Given task: Tally how many of the lines below contain the string "green", matching case exactly. Reply with the number alone.

Working data:
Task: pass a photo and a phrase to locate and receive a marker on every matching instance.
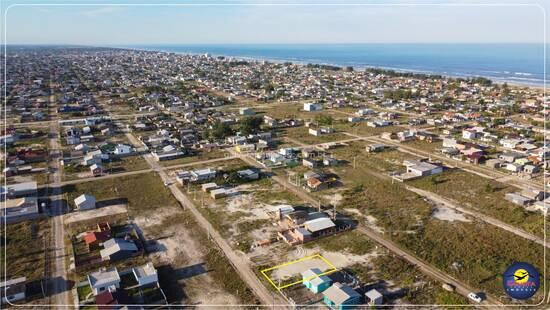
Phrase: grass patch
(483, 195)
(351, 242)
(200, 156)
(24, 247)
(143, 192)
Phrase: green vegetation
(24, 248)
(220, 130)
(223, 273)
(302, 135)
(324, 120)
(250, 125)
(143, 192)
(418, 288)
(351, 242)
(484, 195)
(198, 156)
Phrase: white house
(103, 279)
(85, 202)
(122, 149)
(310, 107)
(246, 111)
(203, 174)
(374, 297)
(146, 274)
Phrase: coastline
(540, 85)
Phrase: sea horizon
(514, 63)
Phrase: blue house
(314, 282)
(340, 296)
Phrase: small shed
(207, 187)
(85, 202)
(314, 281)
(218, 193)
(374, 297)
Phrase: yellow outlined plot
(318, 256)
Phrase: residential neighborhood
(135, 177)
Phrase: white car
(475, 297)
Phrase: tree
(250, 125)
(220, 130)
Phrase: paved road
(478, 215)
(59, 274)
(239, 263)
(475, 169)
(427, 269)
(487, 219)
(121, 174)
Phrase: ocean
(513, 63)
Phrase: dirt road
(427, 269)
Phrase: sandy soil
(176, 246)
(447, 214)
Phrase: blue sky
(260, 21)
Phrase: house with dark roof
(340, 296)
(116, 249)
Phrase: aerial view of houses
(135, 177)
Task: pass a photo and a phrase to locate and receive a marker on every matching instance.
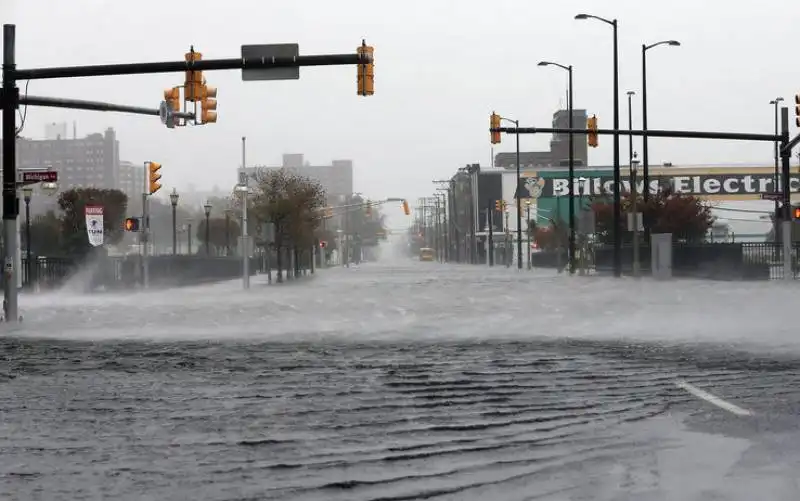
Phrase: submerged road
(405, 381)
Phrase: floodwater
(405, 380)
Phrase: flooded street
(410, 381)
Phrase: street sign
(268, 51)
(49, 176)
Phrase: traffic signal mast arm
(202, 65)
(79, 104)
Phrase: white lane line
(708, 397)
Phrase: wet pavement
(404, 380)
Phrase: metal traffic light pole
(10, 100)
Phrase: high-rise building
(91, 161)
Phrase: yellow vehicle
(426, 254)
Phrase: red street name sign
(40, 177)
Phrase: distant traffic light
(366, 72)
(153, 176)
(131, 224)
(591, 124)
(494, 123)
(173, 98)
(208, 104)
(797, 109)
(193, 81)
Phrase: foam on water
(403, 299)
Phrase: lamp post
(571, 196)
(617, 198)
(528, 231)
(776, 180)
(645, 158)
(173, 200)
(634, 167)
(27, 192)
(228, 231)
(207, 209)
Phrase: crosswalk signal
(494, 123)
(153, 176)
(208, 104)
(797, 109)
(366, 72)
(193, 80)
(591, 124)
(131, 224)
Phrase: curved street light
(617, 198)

--

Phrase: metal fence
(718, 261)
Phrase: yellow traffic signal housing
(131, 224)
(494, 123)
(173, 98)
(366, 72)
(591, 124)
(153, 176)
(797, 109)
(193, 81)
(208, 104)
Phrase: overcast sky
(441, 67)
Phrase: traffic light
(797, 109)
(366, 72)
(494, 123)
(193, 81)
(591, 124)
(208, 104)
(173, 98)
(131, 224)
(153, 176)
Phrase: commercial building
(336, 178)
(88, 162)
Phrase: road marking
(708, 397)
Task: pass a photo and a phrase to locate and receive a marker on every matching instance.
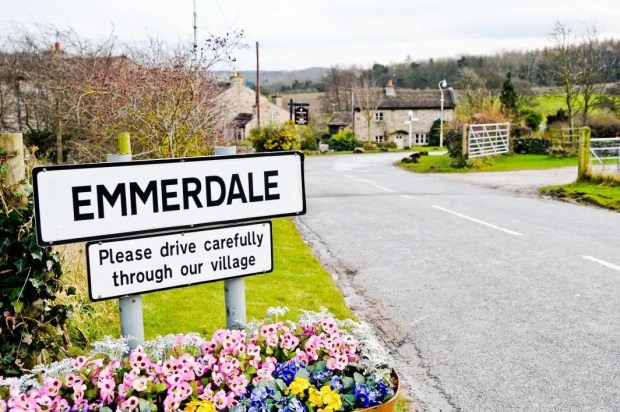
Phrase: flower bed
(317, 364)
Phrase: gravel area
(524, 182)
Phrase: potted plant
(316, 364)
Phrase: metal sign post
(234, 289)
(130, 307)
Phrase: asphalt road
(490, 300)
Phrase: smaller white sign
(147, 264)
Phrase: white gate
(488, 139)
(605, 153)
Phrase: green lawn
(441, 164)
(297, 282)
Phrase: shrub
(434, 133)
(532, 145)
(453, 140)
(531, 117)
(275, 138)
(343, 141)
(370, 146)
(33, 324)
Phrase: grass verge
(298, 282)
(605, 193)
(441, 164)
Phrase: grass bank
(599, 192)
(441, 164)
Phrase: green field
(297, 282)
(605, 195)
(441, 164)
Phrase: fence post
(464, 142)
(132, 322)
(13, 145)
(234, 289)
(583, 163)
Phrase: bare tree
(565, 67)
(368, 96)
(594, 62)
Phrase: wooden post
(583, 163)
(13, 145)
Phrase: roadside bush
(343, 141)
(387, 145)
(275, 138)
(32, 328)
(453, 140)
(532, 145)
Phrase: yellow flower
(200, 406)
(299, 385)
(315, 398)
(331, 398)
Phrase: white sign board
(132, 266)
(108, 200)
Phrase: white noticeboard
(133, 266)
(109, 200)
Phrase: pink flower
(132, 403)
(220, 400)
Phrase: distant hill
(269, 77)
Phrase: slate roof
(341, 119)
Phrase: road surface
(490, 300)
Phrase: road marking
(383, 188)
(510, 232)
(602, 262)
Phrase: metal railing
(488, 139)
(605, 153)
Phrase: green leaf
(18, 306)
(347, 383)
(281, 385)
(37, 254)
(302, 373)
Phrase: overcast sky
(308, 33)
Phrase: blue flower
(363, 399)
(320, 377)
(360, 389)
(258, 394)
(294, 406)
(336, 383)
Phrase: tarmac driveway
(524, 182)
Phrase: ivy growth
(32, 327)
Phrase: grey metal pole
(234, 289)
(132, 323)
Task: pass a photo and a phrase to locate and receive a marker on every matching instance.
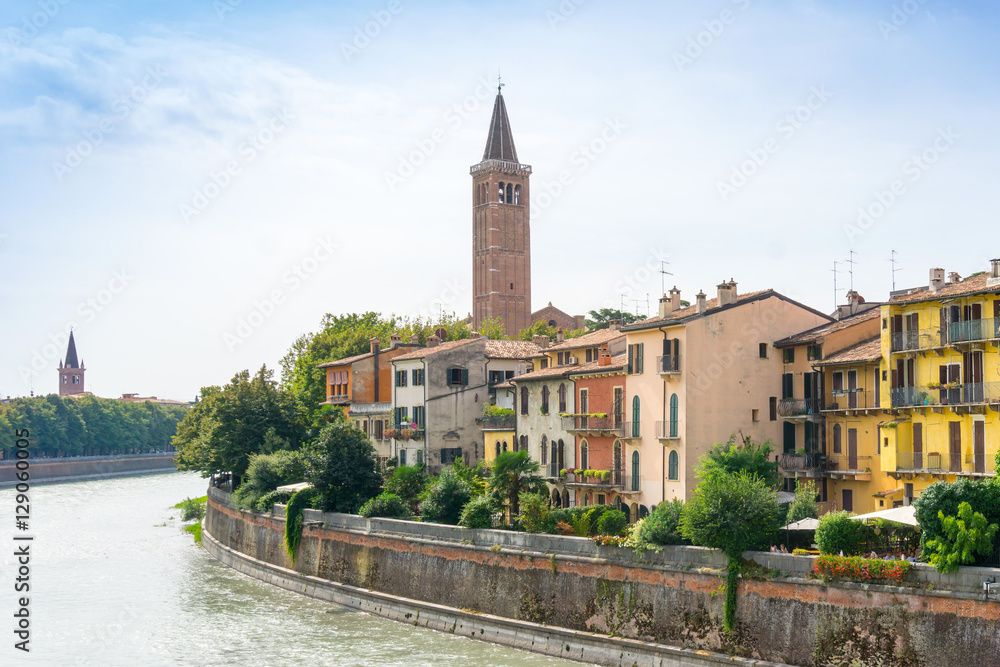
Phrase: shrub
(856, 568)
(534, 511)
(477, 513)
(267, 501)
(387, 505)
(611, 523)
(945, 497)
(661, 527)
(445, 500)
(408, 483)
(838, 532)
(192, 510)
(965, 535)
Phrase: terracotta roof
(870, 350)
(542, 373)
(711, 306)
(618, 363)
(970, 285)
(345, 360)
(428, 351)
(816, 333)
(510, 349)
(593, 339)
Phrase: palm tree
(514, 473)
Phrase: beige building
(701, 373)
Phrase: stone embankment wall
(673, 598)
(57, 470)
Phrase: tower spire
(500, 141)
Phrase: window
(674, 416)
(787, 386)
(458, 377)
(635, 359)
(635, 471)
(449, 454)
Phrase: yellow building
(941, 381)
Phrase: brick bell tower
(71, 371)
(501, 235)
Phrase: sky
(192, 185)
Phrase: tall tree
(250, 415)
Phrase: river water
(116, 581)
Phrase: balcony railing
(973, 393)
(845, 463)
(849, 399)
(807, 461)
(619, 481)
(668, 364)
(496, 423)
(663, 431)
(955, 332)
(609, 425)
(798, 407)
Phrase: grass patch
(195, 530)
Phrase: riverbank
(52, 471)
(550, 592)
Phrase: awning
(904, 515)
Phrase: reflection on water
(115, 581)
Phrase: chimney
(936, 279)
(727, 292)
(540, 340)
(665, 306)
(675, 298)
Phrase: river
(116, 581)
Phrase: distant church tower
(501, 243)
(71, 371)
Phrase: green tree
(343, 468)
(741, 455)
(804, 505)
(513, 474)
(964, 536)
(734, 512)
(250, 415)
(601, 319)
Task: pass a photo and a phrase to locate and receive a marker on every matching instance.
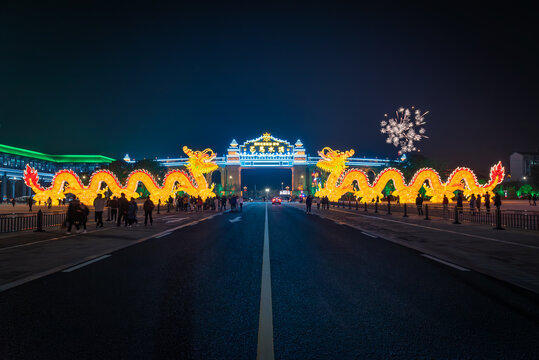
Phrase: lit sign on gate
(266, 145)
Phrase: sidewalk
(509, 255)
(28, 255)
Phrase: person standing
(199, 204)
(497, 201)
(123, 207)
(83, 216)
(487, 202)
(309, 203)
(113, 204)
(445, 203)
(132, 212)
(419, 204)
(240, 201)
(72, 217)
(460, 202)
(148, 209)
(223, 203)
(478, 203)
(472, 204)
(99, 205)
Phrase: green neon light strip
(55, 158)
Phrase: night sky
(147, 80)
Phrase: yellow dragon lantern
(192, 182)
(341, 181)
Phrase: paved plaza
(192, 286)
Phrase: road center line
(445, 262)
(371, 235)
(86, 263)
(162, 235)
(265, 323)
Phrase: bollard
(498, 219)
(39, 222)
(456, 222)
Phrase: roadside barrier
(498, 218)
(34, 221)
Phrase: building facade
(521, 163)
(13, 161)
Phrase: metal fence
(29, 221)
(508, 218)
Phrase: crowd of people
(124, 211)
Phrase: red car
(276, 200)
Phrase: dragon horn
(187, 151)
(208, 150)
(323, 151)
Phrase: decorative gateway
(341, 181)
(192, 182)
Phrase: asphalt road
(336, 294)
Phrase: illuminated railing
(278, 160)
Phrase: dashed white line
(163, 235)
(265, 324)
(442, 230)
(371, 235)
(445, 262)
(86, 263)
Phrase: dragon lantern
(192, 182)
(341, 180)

Response: 6